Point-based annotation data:
↓

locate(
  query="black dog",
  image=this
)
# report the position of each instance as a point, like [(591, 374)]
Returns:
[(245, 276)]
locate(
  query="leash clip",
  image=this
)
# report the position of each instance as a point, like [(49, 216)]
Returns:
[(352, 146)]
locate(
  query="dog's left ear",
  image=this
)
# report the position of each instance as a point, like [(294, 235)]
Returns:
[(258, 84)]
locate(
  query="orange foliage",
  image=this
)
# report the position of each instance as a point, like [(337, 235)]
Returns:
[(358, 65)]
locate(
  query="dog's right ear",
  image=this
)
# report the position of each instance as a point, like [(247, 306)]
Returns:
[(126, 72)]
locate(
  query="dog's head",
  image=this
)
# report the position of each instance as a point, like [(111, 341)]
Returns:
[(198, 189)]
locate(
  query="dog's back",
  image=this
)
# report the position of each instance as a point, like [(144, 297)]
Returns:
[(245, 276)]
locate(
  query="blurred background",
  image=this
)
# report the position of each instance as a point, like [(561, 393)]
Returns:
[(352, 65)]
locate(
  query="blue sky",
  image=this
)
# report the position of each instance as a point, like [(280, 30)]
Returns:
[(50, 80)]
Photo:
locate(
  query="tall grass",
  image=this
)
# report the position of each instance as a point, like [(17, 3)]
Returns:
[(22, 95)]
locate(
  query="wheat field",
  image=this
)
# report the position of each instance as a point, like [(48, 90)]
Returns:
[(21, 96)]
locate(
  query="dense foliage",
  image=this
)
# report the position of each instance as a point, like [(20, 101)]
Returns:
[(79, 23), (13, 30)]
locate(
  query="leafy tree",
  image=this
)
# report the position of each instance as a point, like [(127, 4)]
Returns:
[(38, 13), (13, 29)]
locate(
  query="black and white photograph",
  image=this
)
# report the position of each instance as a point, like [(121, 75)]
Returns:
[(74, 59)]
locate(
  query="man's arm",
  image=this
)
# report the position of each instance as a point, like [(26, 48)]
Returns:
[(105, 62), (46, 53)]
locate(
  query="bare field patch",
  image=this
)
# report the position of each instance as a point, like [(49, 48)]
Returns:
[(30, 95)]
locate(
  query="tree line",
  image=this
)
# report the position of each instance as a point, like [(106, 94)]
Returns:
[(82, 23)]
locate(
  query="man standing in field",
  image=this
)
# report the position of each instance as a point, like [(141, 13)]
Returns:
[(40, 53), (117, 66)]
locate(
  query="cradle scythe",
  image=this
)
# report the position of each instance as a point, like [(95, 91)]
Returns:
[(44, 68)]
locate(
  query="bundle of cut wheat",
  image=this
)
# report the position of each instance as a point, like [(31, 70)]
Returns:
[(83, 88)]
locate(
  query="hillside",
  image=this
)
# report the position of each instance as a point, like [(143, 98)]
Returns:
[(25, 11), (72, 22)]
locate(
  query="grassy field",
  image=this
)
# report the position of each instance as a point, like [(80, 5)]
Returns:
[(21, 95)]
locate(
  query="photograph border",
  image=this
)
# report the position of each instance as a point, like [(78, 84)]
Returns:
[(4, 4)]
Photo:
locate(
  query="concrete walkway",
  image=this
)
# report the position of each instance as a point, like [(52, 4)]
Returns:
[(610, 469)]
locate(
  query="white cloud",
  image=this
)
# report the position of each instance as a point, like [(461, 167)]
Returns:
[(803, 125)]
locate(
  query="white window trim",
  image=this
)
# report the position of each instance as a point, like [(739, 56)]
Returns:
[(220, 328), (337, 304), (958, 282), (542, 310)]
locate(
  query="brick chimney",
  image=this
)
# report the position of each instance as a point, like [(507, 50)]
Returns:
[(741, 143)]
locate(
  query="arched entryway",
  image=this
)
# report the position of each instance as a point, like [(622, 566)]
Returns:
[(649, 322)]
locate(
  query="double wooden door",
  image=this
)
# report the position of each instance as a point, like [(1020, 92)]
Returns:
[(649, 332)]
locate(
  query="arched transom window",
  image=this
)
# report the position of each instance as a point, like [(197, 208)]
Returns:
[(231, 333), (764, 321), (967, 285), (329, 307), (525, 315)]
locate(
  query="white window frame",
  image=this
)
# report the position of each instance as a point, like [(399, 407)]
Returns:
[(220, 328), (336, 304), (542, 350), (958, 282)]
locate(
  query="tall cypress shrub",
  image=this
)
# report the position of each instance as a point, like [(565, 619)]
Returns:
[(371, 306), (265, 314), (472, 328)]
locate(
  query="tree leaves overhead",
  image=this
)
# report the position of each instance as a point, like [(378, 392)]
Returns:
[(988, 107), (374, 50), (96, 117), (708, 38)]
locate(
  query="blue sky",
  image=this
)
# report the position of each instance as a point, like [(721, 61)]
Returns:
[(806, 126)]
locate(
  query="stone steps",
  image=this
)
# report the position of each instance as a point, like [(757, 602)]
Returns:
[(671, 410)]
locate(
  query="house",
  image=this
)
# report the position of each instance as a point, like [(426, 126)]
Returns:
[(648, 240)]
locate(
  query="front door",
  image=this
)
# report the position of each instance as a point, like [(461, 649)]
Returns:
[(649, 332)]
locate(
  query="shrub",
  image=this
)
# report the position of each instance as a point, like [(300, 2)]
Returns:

↑

WHAT NEEDS TO BE DONE: Copy the records from their start up to and including the line with "[(258, 84)]", moving every coordinate in the results after "Returns:" by -21. Leave every other line unchanged, including the sample points after "like".

ANSWER FOR THE TASK:
locate(
  query="black dog",
  image=this
)
# report the position of each instance as a point, like [(591, 374)]
Returns:
[(224, 255)]
locate(
  query="leash clip",
  image=this
)
# report the position of each instance as a point, like [(49, 216)]
Returns:
[(331, 125)]
locate(
  query="dog's left ear",
  image=this
)
# report the position of each instance as a point, like [(294, 235)]
Returns:
[(237, 63)]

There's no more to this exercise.